[Coordinate annotation entries]
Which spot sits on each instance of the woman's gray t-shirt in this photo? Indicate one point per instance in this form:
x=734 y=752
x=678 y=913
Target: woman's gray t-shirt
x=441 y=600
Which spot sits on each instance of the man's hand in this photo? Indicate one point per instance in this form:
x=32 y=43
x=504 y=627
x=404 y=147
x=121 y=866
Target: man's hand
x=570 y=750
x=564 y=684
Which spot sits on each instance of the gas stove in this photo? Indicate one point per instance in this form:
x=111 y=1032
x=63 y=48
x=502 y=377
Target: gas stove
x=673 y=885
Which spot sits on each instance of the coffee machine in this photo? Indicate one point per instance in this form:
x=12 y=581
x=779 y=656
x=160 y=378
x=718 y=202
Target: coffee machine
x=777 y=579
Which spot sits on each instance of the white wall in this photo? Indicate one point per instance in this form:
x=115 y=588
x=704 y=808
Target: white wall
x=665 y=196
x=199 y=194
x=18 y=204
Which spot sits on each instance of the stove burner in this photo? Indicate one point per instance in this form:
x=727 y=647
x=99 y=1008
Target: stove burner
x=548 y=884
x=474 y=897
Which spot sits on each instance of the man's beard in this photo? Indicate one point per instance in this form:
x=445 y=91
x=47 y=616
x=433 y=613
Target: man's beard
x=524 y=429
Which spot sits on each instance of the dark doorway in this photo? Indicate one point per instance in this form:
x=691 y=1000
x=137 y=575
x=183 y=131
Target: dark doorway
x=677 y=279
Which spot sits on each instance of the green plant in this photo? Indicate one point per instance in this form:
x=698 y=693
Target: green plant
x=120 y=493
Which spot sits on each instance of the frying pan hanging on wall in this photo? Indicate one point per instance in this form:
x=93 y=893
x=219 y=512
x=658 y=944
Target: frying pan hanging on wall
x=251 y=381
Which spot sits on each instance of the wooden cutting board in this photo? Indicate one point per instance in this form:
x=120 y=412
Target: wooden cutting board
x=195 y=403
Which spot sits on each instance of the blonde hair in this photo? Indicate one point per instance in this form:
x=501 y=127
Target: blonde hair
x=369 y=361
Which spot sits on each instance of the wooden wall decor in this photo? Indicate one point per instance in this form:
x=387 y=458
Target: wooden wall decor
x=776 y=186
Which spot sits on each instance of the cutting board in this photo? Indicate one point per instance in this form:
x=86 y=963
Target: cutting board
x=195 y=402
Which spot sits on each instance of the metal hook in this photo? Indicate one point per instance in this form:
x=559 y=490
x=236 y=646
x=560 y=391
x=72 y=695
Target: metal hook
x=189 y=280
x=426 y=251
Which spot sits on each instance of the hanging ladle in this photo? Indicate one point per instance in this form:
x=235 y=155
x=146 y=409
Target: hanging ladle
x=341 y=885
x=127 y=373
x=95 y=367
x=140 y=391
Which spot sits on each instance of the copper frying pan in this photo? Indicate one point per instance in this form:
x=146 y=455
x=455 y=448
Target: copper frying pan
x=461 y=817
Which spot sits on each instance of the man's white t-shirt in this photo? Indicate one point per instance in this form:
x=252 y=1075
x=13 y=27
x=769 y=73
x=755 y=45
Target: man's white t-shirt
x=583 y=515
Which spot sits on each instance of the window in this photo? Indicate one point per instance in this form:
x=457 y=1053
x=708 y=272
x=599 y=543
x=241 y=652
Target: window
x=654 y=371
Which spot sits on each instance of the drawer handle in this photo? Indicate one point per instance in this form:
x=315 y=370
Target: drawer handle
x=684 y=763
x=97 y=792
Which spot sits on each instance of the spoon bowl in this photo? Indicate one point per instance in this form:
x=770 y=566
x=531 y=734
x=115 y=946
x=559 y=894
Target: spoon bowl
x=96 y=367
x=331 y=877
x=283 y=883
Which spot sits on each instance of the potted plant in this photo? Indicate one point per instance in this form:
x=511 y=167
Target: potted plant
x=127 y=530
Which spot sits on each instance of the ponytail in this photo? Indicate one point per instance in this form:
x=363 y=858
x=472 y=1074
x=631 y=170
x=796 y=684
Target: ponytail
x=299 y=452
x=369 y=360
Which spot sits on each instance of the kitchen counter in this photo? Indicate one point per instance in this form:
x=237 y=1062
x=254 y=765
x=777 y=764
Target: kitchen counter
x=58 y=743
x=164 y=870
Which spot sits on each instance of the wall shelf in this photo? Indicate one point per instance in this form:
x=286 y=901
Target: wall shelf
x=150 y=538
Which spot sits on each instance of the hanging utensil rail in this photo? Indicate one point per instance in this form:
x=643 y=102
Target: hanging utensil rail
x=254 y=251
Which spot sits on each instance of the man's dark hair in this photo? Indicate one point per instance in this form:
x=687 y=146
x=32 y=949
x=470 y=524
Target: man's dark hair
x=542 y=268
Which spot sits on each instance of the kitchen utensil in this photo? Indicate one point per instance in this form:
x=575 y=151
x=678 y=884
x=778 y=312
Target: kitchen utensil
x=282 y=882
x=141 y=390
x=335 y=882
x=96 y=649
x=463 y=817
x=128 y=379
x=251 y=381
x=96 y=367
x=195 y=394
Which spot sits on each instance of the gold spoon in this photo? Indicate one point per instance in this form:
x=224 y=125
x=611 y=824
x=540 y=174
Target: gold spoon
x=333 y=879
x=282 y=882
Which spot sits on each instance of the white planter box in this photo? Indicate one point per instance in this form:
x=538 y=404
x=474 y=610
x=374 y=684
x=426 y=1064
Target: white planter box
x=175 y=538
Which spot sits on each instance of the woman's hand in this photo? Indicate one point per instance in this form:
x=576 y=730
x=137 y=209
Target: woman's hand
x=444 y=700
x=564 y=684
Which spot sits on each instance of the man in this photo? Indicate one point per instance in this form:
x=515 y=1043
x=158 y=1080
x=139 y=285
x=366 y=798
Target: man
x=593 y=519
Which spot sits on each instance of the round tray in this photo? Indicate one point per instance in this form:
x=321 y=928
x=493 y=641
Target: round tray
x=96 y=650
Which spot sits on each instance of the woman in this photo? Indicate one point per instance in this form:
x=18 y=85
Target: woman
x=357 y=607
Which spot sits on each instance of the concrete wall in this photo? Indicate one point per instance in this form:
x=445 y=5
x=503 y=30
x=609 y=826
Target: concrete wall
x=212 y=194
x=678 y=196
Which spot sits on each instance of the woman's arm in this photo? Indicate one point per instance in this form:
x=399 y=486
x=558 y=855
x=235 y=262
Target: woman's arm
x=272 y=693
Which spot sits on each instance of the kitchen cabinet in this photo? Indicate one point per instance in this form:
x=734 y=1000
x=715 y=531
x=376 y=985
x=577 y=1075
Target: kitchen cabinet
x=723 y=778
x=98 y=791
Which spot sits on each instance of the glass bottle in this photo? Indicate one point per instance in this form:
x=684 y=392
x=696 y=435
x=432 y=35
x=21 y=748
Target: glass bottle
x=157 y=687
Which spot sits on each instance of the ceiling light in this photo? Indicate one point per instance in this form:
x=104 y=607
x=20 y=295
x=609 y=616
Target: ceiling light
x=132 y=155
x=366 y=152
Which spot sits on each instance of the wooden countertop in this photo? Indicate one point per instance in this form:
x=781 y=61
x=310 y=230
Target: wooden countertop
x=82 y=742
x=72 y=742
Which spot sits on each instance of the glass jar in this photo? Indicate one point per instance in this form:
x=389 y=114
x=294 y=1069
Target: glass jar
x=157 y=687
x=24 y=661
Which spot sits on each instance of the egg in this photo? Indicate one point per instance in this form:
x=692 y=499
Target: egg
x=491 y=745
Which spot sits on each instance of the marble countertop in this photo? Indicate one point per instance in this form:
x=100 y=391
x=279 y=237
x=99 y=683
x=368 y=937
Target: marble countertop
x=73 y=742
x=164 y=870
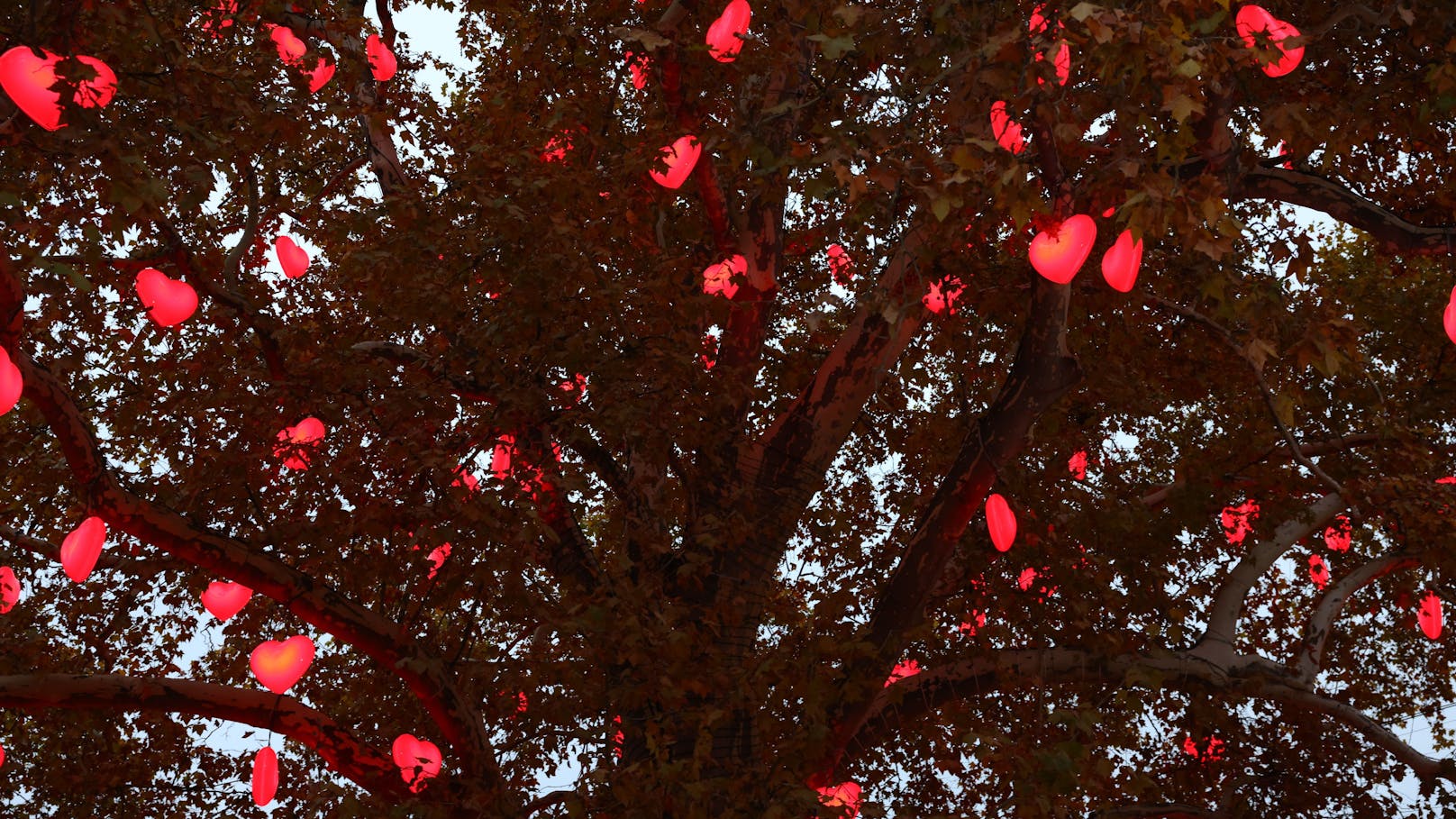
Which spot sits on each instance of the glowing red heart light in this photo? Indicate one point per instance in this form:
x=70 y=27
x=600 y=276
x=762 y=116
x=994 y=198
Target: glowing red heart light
x=280 y=663
x=290 y=49
x=265 y=777
x=82 y=548
x=843 y=795
x=1430 y=615
x=1001 y=521
x=382 y=61
x=680 y=159
x=841 y=266
x=307 y=432
x=416 y=761
x=9 y=589
x=1318 y=571
x=167 y=301
x=224 y=599
x=1006 y=130
x=1337 y=537
x=1078 y=465
x=718 y=278
x=321 y=75
x=725 y=34
x=28 y=80
x=11 y=384
x=1058 y=252
x=1120 y=262
x=1251 y=21
x=292 y=259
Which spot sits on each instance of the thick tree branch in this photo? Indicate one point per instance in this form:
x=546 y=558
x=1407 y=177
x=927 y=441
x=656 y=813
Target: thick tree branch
x=366 y=767
x=1217 y=643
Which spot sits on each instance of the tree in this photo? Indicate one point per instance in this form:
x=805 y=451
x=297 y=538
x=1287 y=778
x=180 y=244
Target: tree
x=716 y=528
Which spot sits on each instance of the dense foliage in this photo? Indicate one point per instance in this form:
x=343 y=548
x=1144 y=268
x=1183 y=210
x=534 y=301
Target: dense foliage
x=701 y=509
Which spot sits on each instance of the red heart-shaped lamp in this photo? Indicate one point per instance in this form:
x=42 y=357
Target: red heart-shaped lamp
x=1006 y=132
x=1058 y=254
x=1430 y=615
x=82 y=548
x=718 y=278
x=292 y=259
x=9 y=589
x=1001 y=521
x=382 y=61
x=265 y=777
x=224 y=599
x=11 y=384
x=680 y=159
x=28 y=77
x=1251 y=21
x=416 y=761
x=1120 y=262
x=168 y=302
x=281 y=663
x=725 y=34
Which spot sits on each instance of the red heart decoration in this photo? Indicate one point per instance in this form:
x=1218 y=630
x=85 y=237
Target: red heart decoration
x=292 y=259
x=1006 y=132
x=168 y=302
x=1058 y=254
x=725 y=34
x=680 y=159
x=718 y=278
x=290 y=441
x=1251 y=21
x=11 y=384
x=1001 y=521
x=82 y=548
x=265 y=777
x=224 y=599
x=28 y=80
x=1430 y=615
x=382 y=61
x=416 y=761
x=9 y=589
x=1120 y=262
x=281 y=663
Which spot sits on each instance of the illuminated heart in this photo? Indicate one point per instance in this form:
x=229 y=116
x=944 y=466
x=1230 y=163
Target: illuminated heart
x=843 y=795
x=168 y=302
x=1252 y=21
x=1058 y=254
x=281 y=663
x=725 y=34
x=9 y=589
x=416 y=761
x=290 y=49
x=1120 y=262
x=224 y=599
x=11 y=384
x=1430 y=615
x=292 y=259
x=28 y=79
x=1001 y=521
x=718 y=278
x=82 y=548
x=839 y=266
x=382 y=61
x=1006 y=132
x=1318 y=571
x=265 y=777
x=307 y=432
x=680 y=158
x=319 y=76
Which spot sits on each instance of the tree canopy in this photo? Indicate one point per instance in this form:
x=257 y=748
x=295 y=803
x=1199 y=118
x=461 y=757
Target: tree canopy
x=716 y=410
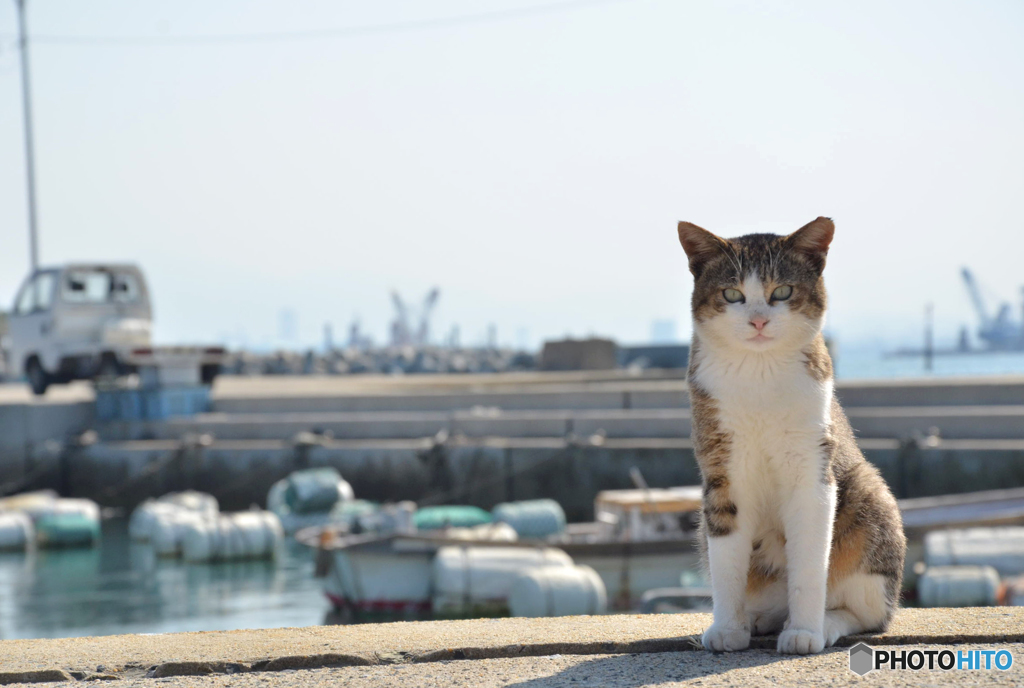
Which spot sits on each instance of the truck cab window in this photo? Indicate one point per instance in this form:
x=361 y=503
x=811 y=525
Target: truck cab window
x=37 y=295
x=87 y=287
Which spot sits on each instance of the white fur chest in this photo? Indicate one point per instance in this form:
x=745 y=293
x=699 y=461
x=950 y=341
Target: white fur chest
x=769 y=403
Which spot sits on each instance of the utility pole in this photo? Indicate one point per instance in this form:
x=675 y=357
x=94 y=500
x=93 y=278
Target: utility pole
x=30 y=162
x=929 y=337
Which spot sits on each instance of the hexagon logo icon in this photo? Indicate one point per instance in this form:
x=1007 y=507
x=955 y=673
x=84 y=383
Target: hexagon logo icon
x=861 y=659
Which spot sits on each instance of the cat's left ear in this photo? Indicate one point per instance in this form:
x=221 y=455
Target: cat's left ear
x=699 y=245
x=812 y=241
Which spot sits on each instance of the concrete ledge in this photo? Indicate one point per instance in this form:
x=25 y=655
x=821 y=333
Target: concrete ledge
x=403 y=643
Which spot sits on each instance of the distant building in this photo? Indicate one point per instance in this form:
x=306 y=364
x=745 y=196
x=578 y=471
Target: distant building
x=654 y=355
x=579 y=354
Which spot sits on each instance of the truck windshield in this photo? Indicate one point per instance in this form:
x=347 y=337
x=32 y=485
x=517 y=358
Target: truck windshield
x=99 y=287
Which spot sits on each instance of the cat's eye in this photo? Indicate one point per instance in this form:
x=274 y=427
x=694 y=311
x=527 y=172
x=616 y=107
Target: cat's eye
x=733 y=296
x=781 y=293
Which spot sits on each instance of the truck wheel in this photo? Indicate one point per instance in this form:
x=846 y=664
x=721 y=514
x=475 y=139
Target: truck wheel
x=39 y=379
x=208 y=373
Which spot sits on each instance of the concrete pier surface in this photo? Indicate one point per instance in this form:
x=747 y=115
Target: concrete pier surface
x=614 y=650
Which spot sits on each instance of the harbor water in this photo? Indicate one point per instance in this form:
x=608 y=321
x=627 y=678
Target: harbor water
x=121 y=587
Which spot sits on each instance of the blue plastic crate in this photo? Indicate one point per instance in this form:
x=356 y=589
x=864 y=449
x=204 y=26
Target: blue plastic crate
x=119 y=404
x=163 y=402
x=152 y=404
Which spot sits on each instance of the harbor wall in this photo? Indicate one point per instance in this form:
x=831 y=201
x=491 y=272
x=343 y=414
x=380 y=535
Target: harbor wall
x=483 y=441
x=483 y=474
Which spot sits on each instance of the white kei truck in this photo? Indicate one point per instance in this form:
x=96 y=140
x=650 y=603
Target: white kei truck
x=94 y=321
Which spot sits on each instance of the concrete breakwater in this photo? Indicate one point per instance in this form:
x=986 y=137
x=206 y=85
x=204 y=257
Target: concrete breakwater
x=483 y=439
x=580 y=650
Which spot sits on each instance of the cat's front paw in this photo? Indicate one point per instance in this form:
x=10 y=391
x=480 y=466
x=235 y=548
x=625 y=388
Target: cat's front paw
x=799 y=641
x=721 y=638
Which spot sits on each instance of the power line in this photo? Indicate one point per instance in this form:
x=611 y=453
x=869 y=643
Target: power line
x=318 y=34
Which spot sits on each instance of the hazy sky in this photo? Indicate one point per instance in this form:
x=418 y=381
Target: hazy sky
x=534 y=167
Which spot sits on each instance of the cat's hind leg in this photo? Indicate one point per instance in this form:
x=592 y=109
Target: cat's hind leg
x=857 y=603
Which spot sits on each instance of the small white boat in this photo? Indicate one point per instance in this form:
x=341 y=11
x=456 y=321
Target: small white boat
x=643 y=539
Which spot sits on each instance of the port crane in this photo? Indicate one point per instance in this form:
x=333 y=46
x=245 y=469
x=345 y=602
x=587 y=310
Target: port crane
x=402 y=332
x=999 y=332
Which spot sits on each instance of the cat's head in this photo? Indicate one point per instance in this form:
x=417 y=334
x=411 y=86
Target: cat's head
x=759 y=292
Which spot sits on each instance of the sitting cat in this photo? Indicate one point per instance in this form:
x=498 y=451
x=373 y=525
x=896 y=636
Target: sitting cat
x=801 y=534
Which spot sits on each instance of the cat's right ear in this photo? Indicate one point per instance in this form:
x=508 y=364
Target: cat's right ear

• What is asked: Copy the lines above verbatim, from the line containing "Which spot sits on each instance of the man's dark" through the line containing "x=195 y=394".

• Answer to the problem:
Which spot sits on each instance of the man's dark hair in this photo? Indicate one point per instance in this form:
x=687 y=146
x=32 y=949
x=470 y=524
Target: man's dark hair
x=542 y=268
Which spot sits on each instance of the kitchen utensil in this photo? Indicate one point per instance in this form:
x=575 y=151
x=678 y=884
x=778 y=312
Target: kitchen utensil
x=282 y=882
x=141 y=390
x=335 y=882
x=96 y=649
x=463 y=817
x=128 y=379
x=251 y=381
x=96 y=367
x=195 y=394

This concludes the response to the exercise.